[start of Input data]

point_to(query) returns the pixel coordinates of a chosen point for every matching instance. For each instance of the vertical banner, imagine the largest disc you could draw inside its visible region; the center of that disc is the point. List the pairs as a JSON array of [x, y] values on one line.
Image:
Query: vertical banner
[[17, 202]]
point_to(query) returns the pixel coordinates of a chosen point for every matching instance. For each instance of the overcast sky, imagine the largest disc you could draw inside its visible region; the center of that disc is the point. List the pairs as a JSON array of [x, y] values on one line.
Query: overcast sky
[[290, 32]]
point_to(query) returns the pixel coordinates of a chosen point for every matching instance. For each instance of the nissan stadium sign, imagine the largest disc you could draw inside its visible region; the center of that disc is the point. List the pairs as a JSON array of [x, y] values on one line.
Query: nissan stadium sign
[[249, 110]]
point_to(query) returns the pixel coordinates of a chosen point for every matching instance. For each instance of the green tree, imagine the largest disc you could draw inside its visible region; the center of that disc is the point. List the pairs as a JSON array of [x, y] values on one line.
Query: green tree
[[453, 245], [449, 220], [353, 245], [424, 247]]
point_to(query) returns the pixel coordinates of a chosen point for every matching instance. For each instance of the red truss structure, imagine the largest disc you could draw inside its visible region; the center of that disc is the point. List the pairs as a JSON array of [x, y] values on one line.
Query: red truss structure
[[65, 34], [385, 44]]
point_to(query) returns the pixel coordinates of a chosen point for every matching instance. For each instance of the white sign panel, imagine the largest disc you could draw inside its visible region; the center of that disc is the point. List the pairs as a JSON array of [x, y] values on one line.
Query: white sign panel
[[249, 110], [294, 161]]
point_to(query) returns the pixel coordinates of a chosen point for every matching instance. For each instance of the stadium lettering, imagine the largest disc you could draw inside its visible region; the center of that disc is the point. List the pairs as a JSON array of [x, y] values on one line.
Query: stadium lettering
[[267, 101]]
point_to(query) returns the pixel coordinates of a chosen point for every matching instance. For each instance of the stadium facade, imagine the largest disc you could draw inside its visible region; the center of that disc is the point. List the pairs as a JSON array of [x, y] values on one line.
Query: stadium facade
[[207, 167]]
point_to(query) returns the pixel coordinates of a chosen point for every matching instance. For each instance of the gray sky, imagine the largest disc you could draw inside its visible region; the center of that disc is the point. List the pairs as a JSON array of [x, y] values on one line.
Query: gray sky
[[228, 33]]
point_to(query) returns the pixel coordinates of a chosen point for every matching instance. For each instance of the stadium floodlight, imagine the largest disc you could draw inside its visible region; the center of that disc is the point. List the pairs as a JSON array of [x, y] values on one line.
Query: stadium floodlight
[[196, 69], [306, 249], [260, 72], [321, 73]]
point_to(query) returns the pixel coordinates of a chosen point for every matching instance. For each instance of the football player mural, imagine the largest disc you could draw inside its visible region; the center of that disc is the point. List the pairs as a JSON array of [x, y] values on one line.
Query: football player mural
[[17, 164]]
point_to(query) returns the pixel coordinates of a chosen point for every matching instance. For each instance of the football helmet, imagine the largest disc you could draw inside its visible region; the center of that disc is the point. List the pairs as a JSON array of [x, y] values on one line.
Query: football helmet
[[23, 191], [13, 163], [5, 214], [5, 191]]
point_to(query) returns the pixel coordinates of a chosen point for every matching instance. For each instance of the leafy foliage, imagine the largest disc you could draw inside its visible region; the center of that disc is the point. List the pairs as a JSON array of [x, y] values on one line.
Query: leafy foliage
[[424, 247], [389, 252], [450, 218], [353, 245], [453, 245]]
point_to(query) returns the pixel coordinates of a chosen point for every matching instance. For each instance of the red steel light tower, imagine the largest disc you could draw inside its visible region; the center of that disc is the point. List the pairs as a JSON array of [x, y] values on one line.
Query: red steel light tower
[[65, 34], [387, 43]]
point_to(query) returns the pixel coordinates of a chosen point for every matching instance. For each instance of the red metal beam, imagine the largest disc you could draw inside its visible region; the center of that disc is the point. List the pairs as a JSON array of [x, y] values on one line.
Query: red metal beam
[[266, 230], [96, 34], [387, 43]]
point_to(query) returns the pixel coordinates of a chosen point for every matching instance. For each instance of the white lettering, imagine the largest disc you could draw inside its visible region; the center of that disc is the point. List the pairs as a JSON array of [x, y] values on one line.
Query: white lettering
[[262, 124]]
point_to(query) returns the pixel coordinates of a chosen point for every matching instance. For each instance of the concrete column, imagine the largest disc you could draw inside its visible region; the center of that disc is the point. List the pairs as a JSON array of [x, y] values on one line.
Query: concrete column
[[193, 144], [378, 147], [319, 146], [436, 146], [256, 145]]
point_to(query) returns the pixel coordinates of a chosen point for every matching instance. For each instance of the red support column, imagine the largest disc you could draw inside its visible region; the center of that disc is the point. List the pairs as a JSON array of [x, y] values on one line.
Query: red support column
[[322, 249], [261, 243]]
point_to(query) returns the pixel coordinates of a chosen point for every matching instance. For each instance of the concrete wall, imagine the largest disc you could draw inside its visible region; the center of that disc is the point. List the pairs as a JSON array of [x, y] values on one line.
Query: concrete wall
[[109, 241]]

[end of Input data]

Problem requirements —
Return every one of the items above unchanged, line for line.

Final result —
point_to(query) returns the pixel coordinates of a chosen point for every matching instance. For each instance of the vertical banner, imagine the largest disc you could draw inside its visible region; the center of that disc is the point. List the pairs as a JSON array of [x, y] values on one line.
Image:
Query: vertical banner
[[17, 202]]
point_to(query) returns the pixel coordinates of a chosen point for every matching instance. For each instance of the overcast sky, imagine the largest disc you could draw inside its visible region; the center of that disc is the point. List the pairs as a JSON array of [x, y] values on one line.
Query: overcast sky
[[290, 32]]
point_to(query) returns the pixel coordinates of a chosen point for every matching instance. For each instance of the nissan stadium sign, imagine the largest disc you could draw inside its visible region; the center of that disc is the point. List the pairs as a JSON array of [x, y] values on one line.
Query: nissan stadium sign
[[249, 110]]
point_to(query) returns the pixel coordinates of a chosen point for every matching instance. For each instance of the green tree, imagine the largest disc you could draw inside its visible region; the center of that disc is the point. List the pairs as a JSON array of [x, y] values on one line.
Query: green tree
[[453, 245], [449, 220], [353, 245], [424, 247]]
point_to(query) returns the pixel coordinates of a chosen point for every matching instance. For each instance of the red truss structure, imagine the largest disc you could draw inside its visible region; the center of that disc is the point. List the pairs as a JSON array of [x, y] values on one line.
Query: red truss structure
[[65, 34], [385, 44]]
point_to(query) returns the pixel coordinates of a chosen point for every matching instance. For each instance of the white sign panel, imagine the largest disc you could draw inside its visible region; the center of that disc is the point. List the pairs as a JSON array of [x, y] values on one line.
Query: white sign panel
[[249, 110], [294, 161]]
point_to(query) returns the pixel coordinates of a chosen point for every matching instance. For each instance of the stadium lettering, imagine the largest disc you could draw inside its visible region; the center of that disc is the point. List the pairs as a JSON array of [x, y] values on one line.
Query: stadium lettering
[[267, 101]]
point_to(query) returns the pixel coordinates of a chosen point for every matching instance. For each instance of the stadium facade, imagine the largest disc you could draw inside its visible region; the center of that disc is the point. List the pairs as a JSON array of [x, y] values on one line.
Query: stadium facade
[[207, 167]]
point_to(query) returns the pixel coordinates of a chosen point for every matching instance. For each instance of the gray sky, imagine the largest disc you could draw inside its visible region; the center of that disc is the point. List the pairs as a JSON array of [x, y] values on one line.
Query: gray sky
[[228, 33]]
point_to(query) returns the pixel coordinates of a chosen point for every matching instance. For each instance of the stadium floodlight, imagine the largest disc you could draw inside its visible region; the center of that disc is the point. List the pairs as a JSON array of [x, y] values on one line.
Query: stadium floodlight
[[196, 69], [306, 249], [260, 72], [321, 73]]
point_to(query) returns the pixel coordinates of a chosen point for every matching instance. For each instance of the football player mural, imagine the largest disc you could draw inside its visible region; the center of that disc is the point. List the pairs as a JSON array of [x, y] values on one line.
Query: football player mural
[[17, 164]]
point_to(query) returns the pixel coordinates of a chosen point for every matching instance. For each instance of the football helmet, imagine the largest disc you could draw inside its visible region; the center of that disc is the point. List the pairs as a JSON array of [x, y] values on one line.
Query: football helmet
[[23, 191], [13, 163], [5, 214], [5, 191]]
point_to(query) returns the pixel coordinates of a chosen point for every matching instance. For each instance of the leafy foliage, imagine the largest disc you could draw inside its visible region; the center of that disc is the point. List the pairs as a JSON array of [x, y] values on one line.
Query: leafy foliage
[[424, 247], [389, 252], [450, 218], [353, 245], [453, 245]]
point_to(query) returns the pixel coordinates of a chosen point for every matching instance. For each instance of the red steel light tower, imagine the largest disc you could draw inside its visible region; the center of that disc is the point. List the pairs as a JSON array of [x, y] values on one line.
Query: red steel light tower
[[65, 34], [387, 43]]
point_to(query) returns the pixel coordinates of a chosen point for every matching instance. For each instance of the red metal beam, imagine the largest disc you could draw inside its visible region; the center of that disc is the point. List the pairs as a JSON array of [x, y] values on one line.
Query: red metal beam
[[266, 230], [96, 34], [387, 43]]
point_to(query) returns the pixel coordinates of a chosen point for every matching instance. For each instance of the white lettering, imagine the largest disc you could draw inside its visible region; the center of that disc is the point. List the pairs as a JSON array of [x, y] values on one line.
Query: white lettering
[[262, 124]]
point_to(query) returns the pixel coordinates of a chosen point for every matching instance. For each instance of the concrete column, imagine the largest disc you could draw inside its visible region; the center of that disc is the point. List the pairs as a JSON array of [x, y] values on one line.
Query: concrete column
[[193, 144], [378, 147], [319, 146], [436, 146], [256, 145]]
point_to(query) returns the pixel coordinates of a chosen point for every matching instance. For each instance of the red support column, imagine the largest disc you could draw inside its visible region; the center of that disc is the point. List the pairs as a JSON array of [x, y] values on one line.
Query: red support column
[[322, 249], [261, 243]]
point_to(query) returns the pixel coordinates of a chosen point for every matching instance. For each instance of the concrete wall, imagine the largest disc you could draw inside its visible region; the center of that disc is the point. List the pairs as a JSON array of [x, y] values on one line.
Query: concrete wall
[[109, 241]]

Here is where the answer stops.